**WHAT YOU NEED TO DO:** Rewrite the rows as a numbered list, starting at the first line and ending at the line that contains "left=168, top=193, right=319, bottom=259", and skip any blank lines. Omit the pictures from your answer.

**RECORDS TO USE:**
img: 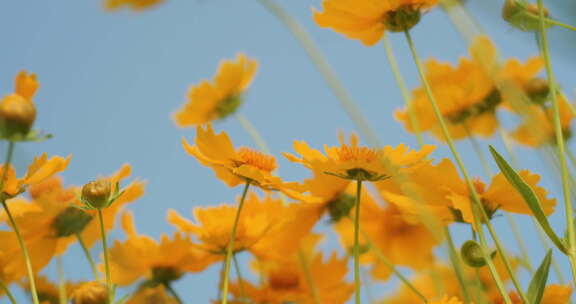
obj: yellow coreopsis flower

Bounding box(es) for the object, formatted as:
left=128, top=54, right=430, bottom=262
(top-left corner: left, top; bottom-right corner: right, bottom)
left=284, top=134, right=435, bottom=181
left=0, top=153, right=71, bottom=198
left=174, top=53, right=258, bottom=127
left=107, top=213, right=212, bottom=286
left=168, top=193, right=319, bottom=259
left=104, top=0, right=164, bottom=11
left=314, top=0, right=438, bottom=46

**ANSWER TO THIS EXERCISE:**
1. img: 
2. obj: yellow coreopsis flower
3. Bounding box(es) for the object, formatted as:
4. left=128, top=54, right=430, bottom=262
5. (top-left corner: left, top; bottom-right corner: right, bottom)
6. left=284, top=134, right=435, bottom=181
7. left=0, top=153, right=71, bottom=198
8. left=174, top=53, right=258, bottom=127
9. left=107, top=213, right=212, bottom=286
10. left=168, top=193, right=319, bottom=259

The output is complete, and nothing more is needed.